■ **WHAT THE TASK ASKS**
Format the lines of the records below as a JSON list of strings, one string per line and with blank lines left out. Cover only the lines from the start of the records through the line containing "491, 99, 570, 287".

Records of labeled boxes:
<<<<

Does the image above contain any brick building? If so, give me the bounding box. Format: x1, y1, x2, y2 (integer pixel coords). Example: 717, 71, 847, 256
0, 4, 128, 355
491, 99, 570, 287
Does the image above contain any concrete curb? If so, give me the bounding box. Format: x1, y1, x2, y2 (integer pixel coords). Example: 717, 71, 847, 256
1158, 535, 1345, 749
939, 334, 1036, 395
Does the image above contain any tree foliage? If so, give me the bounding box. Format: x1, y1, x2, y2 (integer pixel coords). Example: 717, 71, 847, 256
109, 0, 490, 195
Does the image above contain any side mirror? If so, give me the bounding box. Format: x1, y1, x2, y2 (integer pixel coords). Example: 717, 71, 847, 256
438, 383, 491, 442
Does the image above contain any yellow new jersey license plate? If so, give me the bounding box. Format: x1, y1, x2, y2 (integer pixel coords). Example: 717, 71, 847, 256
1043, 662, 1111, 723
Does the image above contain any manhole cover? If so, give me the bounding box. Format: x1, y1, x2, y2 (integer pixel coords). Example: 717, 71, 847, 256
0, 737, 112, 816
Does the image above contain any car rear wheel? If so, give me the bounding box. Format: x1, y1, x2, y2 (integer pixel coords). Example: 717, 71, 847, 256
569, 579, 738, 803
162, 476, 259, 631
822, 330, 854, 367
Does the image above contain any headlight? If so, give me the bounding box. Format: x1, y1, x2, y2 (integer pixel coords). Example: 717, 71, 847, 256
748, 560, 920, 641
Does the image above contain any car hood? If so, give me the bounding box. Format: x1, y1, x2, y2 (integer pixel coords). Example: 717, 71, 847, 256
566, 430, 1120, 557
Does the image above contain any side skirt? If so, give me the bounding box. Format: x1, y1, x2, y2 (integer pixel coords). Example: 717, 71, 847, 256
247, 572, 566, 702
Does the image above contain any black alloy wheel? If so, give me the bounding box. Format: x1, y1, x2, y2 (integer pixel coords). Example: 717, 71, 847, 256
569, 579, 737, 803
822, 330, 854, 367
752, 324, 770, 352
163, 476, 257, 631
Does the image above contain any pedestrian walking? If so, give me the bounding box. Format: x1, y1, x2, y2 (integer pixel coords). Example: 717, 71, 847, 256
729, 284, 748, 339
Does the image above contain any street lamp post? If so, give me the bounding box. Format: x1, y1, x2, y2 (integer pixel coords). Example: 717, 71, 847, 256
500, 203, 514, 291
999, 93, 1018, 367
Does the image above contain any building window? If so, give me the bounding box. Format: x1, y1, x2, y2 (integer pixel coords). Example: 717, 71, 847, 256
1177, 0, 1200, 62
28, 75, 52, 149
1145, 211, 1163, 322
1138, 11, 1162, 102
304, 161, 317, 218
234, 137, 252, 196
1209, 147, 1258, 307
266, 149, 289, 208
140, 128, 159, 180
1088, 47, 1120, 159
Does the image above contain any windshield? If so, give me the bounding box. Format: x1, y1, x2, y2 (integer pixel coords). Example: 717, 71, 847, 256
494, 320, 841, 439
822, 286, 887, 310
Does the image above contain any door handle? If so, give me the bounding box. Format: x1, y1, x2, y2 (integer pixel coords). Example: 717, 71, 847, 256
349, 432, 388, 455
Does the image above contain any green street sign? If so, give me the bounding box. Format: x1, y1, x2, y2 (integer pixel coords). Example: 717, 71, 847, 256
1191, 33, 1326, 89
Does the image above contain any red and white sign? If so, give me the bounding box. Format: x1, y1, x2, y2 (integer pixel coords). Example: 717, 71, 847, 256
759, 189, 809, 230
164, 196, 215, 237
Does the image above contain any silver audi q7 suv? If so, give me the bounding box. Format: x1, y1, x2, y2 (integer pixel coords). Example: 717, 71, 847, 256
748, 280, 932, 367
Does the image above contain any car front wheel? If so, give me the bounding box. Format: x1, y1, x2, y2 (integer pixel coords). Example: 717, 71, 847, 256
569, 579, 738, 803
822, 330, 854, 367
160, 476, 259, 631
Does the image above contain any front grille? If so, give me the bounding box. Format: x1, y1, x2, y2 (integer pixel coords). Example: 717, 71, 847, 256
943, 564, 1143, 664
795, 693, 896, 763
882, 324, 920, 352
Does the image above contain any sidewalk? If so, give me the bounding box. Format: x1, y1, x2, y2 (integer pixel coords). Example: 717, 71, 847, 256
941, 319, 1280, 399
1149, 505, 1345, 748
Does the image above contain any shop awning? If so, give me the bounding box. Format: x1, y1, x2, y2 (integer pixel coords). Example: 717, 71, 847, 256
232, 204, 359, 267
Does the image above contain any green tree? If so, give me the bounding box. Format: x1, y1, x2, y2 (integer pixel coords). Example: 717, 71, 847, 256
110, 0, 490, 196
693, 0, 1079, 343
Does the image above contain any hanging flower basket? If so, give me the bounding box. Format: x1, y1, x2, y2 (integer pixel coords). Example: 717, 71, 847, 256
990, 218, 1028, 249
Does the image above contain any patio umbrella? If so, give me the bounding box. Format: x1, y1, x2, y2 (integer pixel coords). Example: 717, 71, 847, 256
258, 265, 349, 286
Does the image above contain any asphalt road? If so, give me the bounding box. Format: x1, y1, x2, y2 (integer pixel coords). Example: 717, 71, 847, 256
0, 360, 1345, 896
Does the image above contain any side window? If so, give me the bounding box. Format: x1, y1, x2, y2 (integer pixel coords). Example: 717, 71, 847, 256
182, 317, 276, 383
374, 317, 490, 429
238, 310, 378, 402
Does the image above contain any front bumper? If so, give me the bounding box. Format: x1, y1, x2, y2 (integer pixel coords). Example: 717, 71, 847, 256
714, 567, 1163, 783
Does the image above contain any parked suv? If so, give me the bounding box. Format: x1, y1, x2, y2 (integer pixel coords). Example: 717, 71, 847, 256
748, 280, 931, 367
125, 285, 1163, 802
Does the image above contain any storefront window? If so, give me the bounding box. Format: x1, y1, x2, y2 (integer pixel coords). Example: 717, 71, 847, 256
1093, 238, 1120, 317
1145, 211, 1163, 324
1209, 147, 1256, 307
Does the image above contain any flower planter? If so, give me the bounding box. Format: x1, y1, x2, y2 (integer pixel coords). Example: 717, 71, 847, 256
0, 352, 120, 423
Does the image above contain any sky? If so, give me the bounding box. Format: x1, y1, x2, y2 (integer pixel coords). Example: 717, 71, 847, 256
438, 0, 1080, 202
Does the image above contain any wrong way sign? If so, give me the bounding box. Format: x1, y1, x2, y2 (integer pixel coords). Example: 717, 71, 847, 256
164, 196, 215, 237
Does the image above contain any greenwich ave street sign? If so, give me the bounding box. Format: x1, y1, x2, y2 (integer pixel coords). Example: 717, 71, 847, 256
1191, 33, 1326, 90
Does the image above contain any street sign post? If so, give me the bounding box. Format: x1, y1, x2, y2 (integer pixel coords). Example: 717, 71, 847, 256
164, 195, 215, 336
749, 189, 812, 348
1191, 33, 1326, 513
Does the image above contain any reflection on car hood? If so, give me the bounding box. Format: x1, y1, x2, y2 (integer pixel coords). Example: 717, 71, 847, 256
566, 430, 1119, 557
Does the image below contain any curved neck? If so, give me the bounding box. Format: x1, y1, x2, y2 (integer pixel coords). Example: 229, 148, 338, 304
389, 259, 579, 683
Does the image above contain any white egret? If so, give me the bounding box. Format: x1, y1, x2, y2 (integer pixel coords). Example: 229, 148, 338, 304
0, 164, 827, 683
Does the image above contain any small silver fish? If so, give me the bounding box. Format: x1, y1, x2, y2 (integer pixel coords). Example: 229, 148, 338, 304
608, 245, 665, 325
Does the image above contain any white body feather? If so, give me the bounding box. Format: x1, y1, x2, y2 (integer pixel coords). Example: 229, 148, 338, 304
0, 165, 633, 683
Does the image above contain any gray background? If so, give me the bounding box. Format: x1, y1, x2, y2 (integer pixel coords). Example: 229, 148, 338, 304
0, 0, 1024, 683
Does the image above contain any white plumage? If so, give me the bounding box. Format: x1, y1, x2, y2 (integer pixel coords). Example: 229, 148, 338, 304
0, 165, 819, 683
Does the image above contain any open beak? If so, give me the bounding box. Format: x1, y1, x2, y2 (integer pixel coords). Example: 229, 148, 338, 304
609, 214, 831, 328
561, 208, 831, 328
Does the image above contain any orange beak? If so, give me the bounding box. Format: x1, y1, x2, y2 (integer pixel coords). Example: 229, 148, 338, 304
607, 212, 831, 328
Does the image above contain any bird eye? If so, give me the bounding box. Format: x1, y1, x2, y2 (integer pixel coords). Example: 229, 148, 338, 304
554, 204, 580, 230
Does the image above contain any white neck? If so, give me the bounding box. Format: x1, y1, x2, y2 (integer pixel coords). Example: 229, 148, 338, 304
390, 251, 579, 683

>>>>

■ **SOLUTION TO THIS TASK**
[
  "Does the image above contain any brick building? If so, give me the bounding box. Format: x1, y1, x2, y2 (integer pixel coords). Example: 717, 71, 847, 256",
  "0, 4, 128, 355",
  "491, 99, 570, 287"
]